*** PROVIDED TEXT ***


    Mine are: bananas, dates, honey (I think it depends on how much of my allergens are in it because it’s not always an issue), cantaloupe, most raw nuts, and there are a few others I haven’t pinpointed yet. I get hives on my jaw line and behind my ears, along with the funky feeling mouth and throat.

    There are commonly associated environmental/food allergen links that are helpful to research because it can narrow things down, or if you are reacting maybe help pinpoint the culprit.
  • kai1243
    kai1243 Posts: 6 Member
    Thanks everyone for the suggestions!! Definitely super helpful :)
  • Fuzzipeg
    Fuzzipeg Posts: 2,296 Member
    Doctors are not necessarily the best people to approach with regard to dietary allergies. In the UK I would send anyone in the direction of a BANT registered nutritionist, elsewhere else try to find an allergist. This is such a multifaceted problem, anything can cause an allergy in some but not in others.

    May I suggest you read into Histamine intolerance, this can be a problem of insufficient Daohistamineaise, which can be contributed to by insufficient b6 and vit c but its complicated because it is, to generalise a reaction to food as it decomposes, some of us need to have their foods really fresh, at least until the problem is resolved. (There are products which can help but they are sold as helping with digesting chocolate or wine and that sort of thing which make it all seem rather trivial, to me when the issues are so diverse).

*** End of PROVIDED TEXT ***
*** RAW DATA ***

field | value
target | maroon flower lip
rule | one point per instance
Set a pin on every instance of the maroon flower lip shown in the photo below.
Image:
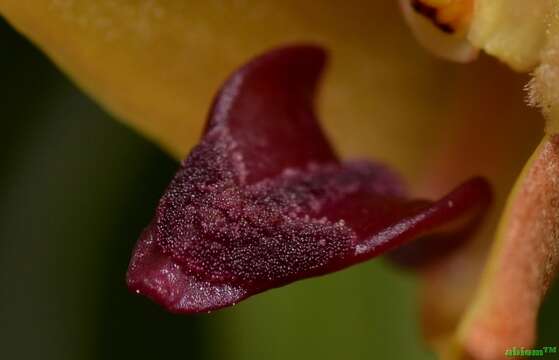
(263, 200)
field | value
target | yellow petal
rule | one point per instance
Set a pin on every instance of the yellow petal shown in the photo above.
(157, 64)
(494, 132)
(511, 30)
(523, 262)
(544, 87)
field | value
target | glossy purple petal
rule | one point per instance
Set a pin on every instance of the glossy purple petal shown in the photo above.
(263, 200)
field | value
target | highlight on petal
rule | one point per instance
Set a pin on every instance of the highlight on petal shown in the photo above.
(523, 262)
(441, 26)
(263, 200)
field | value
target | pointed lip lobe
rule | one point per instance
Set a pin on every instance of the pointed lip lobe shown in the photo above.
(263, 200)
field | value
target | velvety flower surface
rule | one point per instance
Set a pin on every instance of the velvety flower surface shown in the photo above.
(263, 200)
(155, 65)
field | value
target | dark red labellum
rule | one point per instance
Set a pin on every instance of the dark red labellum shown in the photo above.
(263, 200)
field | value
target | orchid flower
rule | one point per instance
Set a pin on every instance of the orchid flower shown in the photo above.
(157, 66)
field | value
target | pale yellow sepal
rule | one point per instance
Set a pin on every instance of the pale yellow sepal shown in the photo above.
(511, 30)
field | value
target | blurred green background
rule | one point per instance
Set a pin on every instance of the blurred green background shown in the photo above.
(77, 187)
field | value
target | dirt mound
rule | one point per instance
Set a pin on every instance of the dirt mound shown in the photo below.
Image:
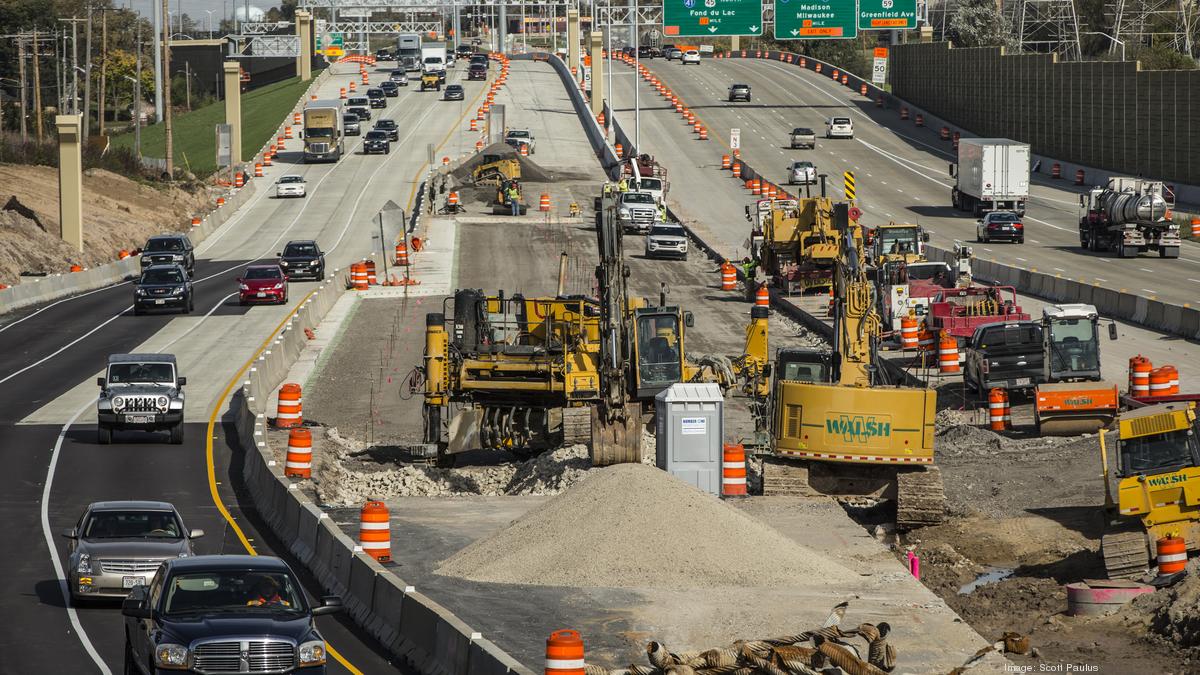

*** End of RAW DATA ***

EXERCISE TASKS »
[a] Summarize the allergy discussion in two sentences.
[b] In the allergy discussion, where does the participant who lists bananas and dates get hives?
[c] Quote the allergy discussion from "There are commonly" to "super helpful :)".

ANSWER LIST »
[a] One participant lists foods that cause reactions, including bananas, dates, cantaloupe and most raw nuts, with hives on the jaw line and behind the ears. The same participant notes that researching commonly associated allergen links can help narrow things down, and another participant, Fuzzipeg, says doctors are not necessarily the best people to approach about dietary allergies, recommends a BANT registered nutritionist in the UK or an allergist elsewhere, and suggests reading into histamine intolerance.

[b] On the jaw line and behind the ears.

[c]
There are commonly associated environmental/food allergen links that are helpful to research because it can narrow things down, or if you are reacting maybe help pinpoint the culprit.
  • kai1243
    kai1243 Posts: 6 Member
    Thanks everyone for the suggestions!! Definitely super helpful :)